• **WHAT YOU SHOULD DO**: Locate "the sky in the photo above, one" in the data below, then output the line it is on and all following lines through the last, word for word. Skip any pictures.

• **RECORDS FOR THE EXERCISE**:
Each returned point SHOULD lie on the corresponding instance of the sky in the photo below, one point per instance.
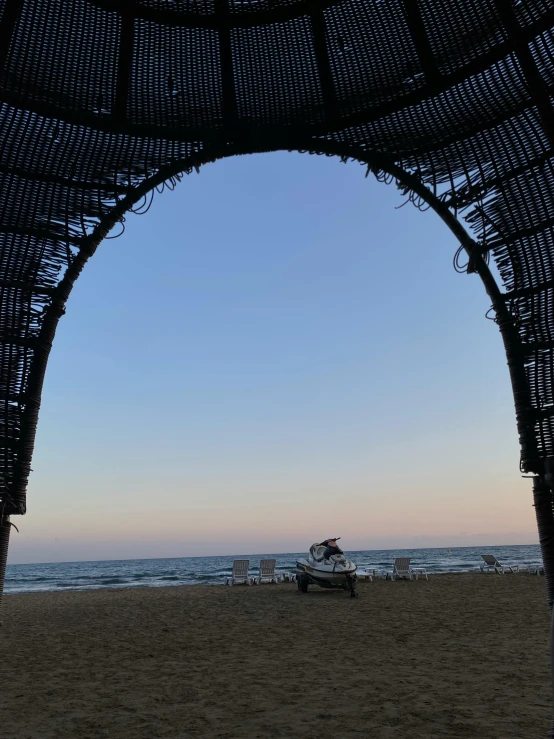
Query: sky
(274, 354)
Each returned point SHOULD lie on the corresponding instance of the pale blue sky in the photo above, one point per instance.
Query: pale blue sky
(272, 355)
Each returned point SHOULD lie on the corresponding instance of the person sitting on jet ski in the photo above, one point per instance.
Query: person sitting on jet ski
(331, 548)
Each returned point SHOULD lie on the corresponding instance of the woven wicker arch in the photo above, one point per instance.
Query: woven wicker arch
(103, 101)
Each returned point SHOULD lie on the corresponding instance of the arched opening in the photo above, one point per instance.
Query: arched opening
(398, 444)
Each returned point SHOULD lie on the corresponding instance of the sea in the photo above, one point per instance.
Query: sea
(154, 573)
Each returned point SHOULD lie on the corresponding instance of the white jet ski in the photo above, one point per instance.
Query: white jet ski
(327, 566)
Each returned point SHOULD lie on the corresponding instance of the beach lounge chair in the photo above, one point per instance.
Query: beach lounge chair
(491, 564)
(402, 568)
(370, 573)
(267, 571)
(240, 573)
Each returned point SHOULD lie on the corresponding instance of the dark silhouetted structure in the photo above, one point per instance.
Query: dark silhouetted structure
(104, 101)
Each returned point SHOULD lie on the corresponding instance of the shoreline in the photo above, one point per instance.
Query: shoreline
(453, 657)
(161, 586)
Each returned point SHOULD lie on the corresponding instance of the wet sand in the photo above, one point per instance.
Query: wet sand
(458, 656)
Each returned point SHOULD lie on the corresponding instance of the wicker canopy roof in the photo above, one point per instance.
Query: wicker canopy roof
(104, 100)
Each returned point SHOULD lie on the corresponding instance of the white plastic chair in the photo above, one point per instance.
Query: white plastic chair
(369, 574)
(491, 564)
(402, 568)
(267, 571)
(240, 573)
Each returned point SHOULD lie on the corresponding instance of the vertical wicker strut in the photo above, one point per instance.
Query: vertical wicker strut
(544, 509)
(5, 527)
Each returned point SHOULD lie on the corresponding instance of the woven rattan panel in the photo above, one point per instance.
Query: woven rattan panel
(101, 100)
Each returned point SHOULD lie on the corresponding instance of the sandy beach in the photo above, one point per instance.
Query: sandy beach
(458, 656)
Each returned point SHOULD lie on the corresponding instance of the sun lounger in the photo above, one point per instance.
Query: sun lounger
(402, 568)
(267, 571)
(491, 564)
(240, 573)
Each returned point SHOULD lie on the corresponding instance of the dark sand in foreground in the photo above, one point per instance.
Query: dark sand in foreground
(458, 656)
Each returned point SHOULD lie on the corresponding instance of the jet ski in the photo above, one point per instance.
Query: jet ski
(327, 566)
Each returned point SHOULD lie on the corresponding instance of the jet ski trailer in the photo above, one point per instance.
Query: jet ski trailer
(327, 566)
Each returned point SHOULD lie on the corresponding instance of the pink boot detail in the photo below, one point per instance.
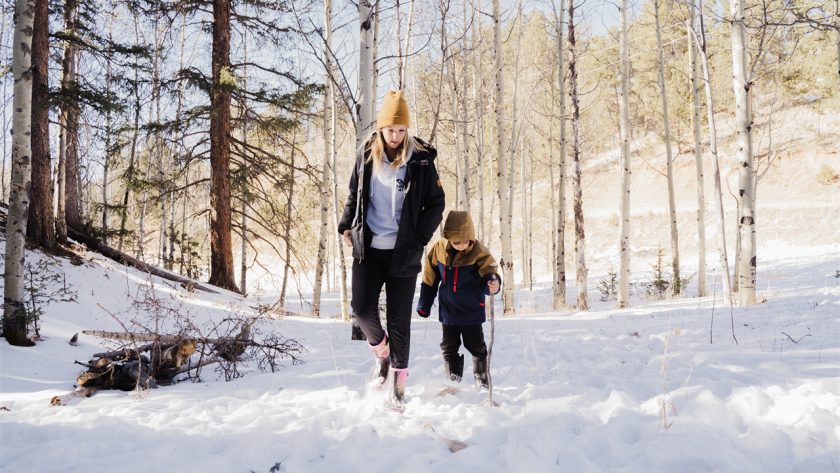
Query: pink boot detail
(382, 350)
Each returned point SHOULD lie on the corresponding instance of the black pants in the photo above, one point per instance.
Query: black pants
(368, 278)
(473, 336)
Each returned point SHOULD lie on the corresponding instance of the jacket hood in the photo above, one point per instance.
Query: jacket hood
(422, 150)
(458, 227)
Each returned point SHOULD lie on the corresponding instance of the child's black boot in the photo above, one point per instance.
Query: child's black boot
(480, 372)
(454, 368)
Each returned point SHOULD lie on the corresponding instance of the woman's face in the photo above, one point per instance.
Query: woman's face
(394, 135)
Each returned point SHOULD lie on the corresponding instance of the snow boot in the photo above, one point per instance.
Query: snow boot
(480, 372)
(454, 368)
(400, 378)
(356, 331)
(382, 354)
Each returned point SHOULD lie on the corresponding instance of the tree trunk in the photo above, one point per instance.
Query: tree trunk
(40, 227)
(624, 131)
(746, 168)
(70, 114)
(287, 238)
(367, 97)
(502, 185)
(698, 157)
(73, 193)
(837, 27)
(345, 298)
(135, 133)
(151, 157)
(179, 132)
(221, 247)
(61, 201)
(3, 111)
(515, 127)
(710, 111)
(559, 293)
(478, 103)
(109, 132)
(243, 193)
(326, 186)
(14, 310)
(580, 236)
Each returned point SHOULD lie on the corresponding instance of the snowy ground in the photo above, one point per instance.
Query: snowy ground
(637, 390)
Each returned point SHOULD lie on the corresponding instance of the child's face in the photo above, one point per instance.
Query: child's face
(460, 245)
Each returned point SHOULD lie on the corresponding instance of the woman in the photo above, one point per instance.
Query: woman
(397, 205)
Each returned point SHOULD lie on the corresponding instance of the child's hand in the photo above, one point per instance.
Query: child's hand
(493, 285)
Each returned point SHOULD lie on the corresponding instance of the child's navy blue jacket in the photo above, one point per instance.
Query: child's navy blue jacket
(460, 278)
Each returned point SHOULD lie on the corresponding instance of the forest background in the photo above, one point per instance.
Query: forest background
(141, 109)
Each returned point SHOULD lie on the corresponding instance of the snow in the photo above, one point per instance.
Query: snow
(629, 390)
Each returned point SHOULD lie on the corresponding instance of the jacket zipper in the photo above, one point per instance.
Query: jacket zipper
(455, 281)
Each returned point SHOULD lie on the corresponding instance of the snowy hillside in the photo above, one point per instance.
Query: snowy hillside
(636, 390)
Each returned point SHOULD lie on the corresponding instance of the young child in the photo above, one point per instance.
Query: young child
(462, 271)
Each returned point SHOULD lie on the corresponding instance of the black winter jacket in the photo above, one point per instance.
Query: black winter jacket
(422, 209)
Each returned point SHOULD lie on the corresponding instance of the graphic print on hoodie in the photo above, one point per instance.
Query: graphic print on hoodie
(387, 193)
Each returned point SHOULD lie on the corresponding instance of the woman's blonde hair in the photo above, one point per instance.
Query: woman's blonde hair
(376, 146)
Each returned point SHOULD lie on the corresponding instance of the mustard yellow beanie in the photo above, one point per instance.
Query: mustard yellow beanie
(394, 111)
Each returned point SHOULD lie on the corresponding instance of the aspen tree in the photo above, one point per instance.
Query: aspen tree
(698, 154)
(624, 131)
(367, 72)
(502, 186)
(676, 281)
(326, 186)
(746, 169)
(700, 40)
(14, 310)
(559, 292)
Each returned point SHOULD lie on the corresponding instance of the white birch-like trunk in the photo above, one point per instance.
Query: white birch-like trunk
(559, 292)
(14, 310)
(462, 101)
(478, 103)
(746, 169)
(502, 186)
(3, 141)
(367, 72)
(344, 293)
(698, 156)
(243, 209)
(514, 121)
(700, 41)
(580, 235)
(403, 63)
(461, 162)
(523, 208)
(624, 132)
(837, 27)
(676, 280)
(326, 186)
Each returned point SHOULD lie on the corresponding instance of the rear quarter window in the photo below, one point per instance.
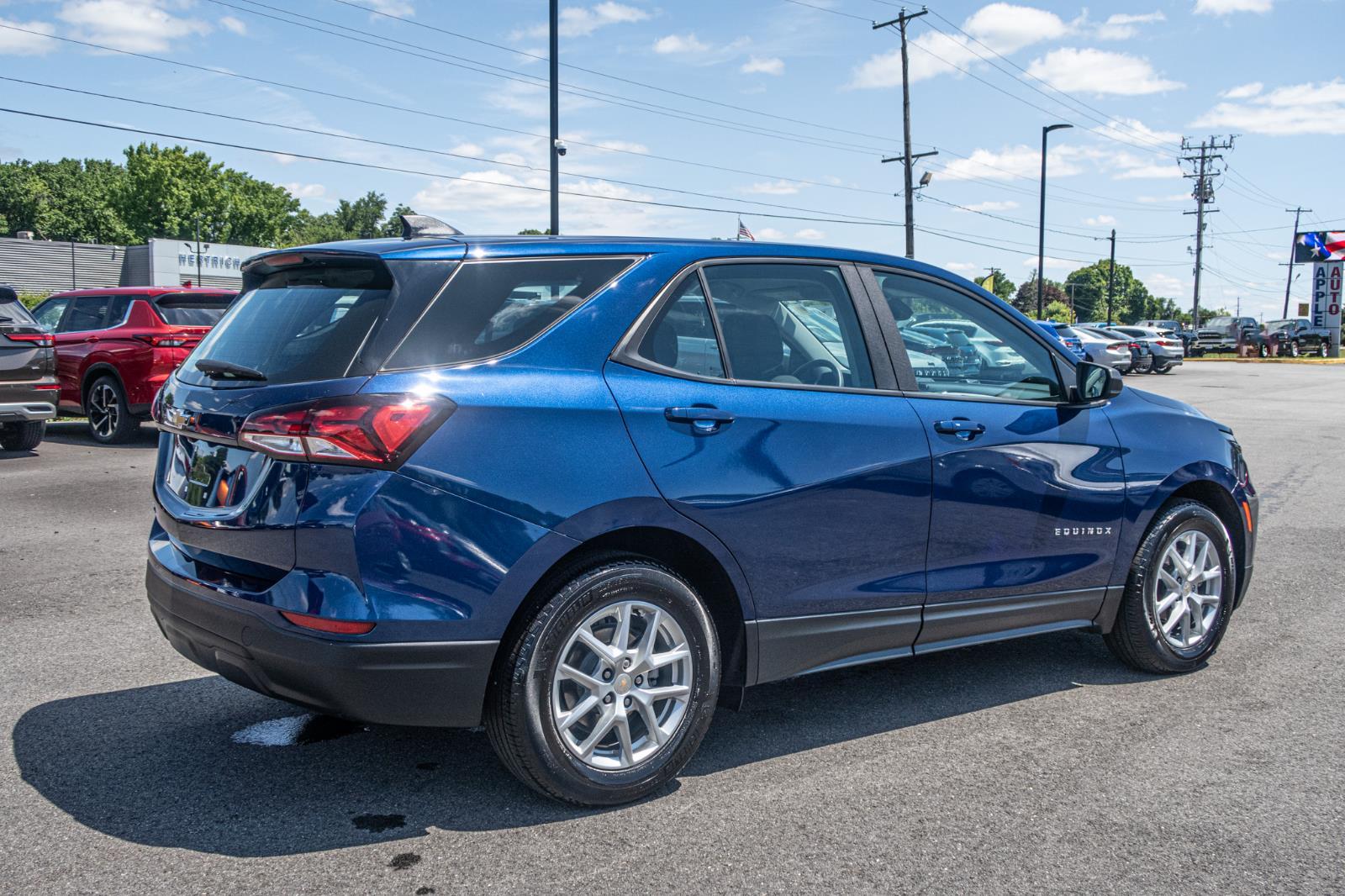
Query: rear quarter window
(493, 307)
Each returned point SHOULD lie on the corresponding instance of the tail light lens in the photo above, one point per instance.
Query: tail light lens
(363, 430)
(37, 336)
(168, 342)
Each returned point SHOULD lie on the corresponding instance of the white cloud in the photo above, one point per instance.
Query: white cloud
(773, 188)
(1298, 109)
(24, 45)
(580, 22)
(306, 190)
(138, 26)
(1244, 92)
(763, 65)
(990, 206)
(1004, 27)
(1224, 7)
(1121, 26)
(1013, 163)
(1100, 73)
(681, 44)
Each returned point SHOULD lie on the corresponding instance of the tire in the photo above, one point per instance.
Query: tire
(24, 436)
(1138, 635)
(109, 414)
(529, 693)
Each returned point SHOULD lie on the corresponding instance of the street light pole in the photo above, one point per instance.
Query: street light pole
(1042, 219)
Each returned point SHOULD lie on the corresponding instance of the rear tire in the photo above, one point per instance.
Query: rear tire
(109, 414)
(1180, 593)
(572, 709)
(24, 436)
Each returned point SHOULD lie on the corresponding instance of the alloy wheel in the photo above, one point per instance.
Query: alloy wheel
(622, 685)
(1188, 591)
(104, 410)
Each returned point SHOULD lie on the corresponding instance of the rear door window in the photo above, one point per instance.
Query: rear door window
(192, 309)
(493, 307)
(300, 323)
(87, 313)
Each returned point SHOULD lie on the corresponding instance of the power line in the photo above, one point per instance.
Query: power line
(435, 174)
(414, 148)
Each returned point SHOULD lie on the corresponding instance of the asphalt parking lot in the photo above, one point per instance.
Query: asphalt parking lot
(1035, 764)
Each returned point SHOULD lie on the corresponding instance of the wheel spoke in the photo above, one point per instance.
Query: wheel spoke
(583, 709)
(582, 677)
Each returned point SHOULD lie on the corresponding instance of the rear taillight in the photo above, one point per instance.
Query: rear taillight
(168, 342)
(331, 626)
(40, 340)
(365, 430)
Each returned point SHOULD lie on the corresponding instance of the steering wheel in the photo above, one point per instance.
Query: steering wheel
(822, 365)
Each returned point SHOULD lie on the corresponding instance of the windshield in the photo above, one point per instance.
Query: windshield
(302, 323)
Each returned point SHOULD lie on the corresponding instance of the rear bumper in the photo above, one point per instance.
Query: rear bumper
(440, 683)
(29, 410)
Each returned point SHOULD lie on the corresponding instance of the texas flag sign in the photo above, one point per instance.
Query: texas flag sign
(1320, 246)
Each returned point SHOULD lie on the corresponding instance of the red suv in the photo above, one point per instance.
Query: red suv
(114, 347)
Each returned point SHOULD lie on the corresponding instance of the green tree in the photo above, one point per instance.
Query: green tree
(1026, 299)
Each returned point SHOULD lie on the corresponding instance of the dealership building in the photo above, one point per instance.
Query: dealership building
(44, 266)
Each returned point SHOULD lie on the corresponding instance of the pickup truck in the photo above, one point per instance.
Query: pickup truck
(1295, 336)
(1224, 334)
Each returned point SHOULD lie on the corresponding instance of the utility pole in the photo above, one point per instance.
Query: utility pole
(1204, 194)
(908, 159)
(1289, 282)
(1042, 219)
(556, 121)
(1111, 273)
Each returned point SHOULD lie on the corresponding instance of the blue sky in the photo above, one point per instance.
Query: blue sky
(809, 103)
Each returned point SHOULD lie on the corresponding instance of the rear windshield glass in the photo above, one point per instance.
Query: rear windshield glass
(491, 307)
(192, 311)
(13, 309)
(302, 323)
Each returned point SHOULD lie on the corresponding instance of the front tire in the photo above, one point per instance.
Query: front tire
(24, 436)
(609, 688)
(1180, 593)
(109, 414)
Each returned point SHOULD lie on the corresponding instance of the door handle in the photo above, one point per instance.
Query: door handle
(704, 420)
(965, 430)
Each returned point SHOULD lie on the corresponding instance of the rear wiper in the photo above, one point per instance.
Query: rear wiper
(228, 370)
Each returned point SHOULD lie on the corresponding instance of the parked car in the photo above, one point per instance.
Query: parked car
(1105, 347)
(1167, 347)
(27, 376)
(1295, 336)
(1062, 333)
(389, 490)
(1226, 334)
(114, 347)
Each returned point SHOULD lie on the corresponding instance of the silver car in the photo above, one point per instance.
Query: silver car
(1105, 347)
(1165, 345)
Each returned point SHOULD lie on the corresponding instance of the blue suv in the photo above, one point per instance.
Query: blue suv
(585, 490)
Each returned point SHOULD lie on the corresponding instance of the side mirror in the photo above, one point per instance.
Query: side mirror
(1096, 382)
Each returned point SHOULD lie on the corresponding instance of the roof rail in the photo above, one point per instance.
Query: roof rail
(417, 226)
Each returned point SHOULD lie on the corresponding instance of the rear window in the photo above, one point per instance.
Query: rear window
(187, 309)
(299, 324)
(491, 307)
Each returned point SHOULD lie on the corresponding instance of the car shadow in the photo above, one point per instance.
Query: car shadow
(76, 432)
(163, 766)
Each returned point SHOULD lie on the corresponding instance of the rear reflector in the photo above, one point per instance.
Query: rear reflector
(363, 430)
(330, 626)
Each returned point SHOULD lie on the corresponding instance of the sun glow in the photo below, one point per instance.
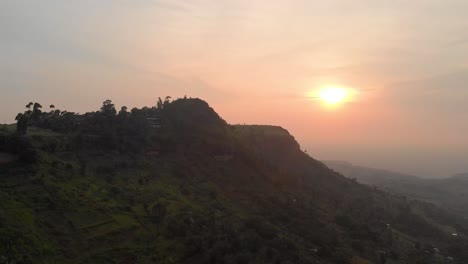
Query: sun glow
(333, 95)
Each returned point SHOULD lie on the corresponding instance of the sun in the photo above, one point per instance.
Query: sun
(333, 95)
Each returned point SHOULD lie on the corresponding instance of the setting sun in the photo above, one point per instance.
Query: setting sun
(333, 95)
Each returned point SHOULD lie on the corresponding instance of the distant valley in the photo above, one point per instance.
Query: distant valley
(451, 192)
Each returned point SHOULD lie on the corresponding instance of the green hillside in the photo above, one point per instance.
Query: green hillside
(175, 183)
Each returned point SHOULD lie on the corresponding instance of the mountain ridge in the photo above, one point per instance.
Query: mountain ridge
(175, 183)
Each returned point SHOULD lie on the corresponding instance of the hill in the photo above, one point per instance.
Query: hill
(175, 183)
(451, 192)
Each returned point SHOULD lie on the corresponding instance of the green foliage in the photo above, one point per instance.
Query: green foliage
(147, 186)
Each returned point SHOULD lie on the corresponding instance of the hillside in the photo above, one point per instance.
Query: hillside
(176, 184)
(449, 192)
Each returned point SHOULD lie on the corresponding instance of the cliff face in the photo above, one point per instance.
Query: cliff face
(197, 190)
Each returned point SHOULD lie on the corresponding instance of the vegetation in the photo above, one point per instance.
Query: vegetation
(174, 183)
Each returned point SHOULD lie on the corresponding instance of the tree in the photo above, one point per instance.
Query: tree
(21, 123)
(159, 104)
(36, 111)
(108, 108)
(167, 101)
(123, 112)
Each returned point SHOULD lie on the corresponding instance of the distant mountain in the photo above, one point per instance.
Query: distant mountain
(449, 192)
(176, 184)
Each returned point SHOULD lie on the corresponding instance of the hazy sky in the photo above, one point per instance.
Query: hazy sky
(255, 62)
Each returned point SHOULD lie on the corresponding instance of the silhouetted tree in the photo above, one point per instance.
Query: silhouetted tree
(108, 108)
(159, 104)
(21, 123)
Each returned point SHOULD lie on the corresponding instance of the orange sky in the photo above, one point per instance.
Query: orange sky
(255, 62)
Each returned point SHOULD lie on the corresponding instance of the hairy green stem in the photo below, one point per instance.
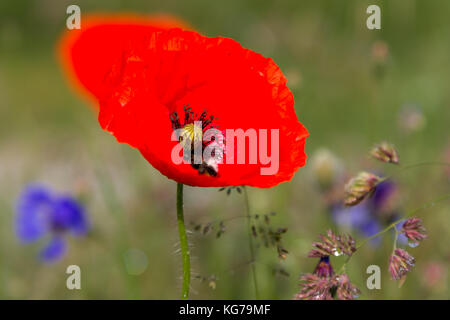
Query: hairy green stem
(250, 243)
(183, 244)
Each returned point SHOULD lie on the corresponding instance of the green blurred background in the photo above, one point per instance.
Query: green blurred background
(353, 87)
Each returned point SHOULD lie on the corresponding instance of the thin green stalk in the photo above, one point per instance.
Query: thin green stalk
(183, 244)
(250, 243)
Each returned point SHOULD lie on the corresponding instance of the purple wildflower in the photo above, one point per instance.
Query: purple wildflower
(42, 213)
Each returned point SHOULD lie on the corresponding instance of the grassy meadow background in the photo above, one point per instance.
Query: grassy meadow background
(49, 134)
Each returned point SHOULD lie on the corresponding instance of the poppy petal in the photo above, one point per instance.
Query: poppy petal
(87, 54)
(169, 70)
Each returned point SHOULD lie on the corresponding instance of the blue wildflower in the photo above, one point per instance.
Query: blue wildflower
(366, 216)
(41, 213)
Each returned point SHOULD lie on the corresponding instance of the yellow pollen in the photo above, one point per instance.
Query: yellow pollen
(192, 133)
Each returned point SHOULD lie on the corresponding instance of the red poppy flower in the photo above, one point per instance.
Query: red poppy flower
(82, 52)
(160, 80)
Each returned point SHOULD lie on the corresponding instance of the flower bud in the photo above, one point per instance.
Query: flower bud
(400, 263)
(414, 230)
(385, 152)
(358, 188)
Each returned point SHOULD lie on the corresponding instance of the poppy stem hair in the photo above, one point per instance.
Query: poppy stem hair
(250, 243)
(183, 244)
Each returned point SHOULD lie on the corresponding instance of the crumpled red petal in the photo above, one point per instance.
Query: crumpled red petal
(88, 53)
(159, 72)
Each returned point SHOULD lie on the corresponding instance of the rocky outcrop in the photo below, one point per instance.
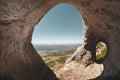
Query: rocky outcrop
(20, 61)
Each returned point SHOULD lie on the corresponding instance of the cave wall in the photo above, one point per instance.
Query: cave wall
(18, 58)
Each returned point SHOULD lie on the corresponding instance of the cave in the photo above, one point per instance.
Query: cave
(20, 61)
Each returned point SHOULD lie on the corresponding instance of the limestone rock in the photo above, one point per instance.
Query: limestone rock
(20, 61)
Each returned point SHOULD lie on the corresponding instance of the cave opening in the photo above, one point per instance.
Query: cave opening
(58, 34)
(101, 51)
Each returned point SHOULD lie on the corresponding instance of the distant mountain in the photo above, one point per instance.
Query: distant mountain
(47, 47)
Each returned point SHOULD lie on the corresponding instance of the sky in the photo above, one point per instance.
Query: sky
(61, 25)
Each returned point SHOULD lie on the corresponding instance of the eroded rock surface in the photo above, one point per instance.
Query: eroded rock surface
(20, 61)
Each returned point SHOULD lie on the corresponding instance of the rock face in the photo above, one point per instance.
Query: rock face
(20, 61)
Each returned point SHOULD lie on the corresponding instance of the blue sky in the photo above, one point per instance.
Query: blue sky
(62, 24)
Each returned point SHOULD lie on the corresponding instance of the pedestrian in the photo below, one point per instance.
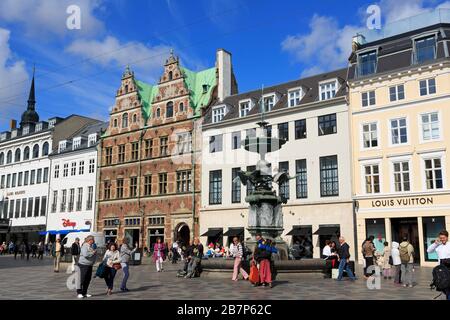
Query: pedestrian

• **FULL OUTPUT**:
Each returned point SHOULD lie on the corresponding instance of the sky in the photo above, one point per instance.
Query: sky
(61, 25)
Each returned point SHOULD lie on the corresponding instance of the eroded rock surface in the photo above, one point per instance.
Query: eroded rock surface
(20, 61)
Each returned point SHOULD lie on the corresponding instance of the rock face in the photo above, one point per instance.
Query: rock face
(20, 61)
Each returned point SHOULD lie on the corresponding instance of the blue sky in the photo above, one point per instance.
Query: blue sky
(62, 24)
Each returned point SHOULD lie on the corresponding instance of the pedestrian in the photo below, one point per instance.
Query: pedestrian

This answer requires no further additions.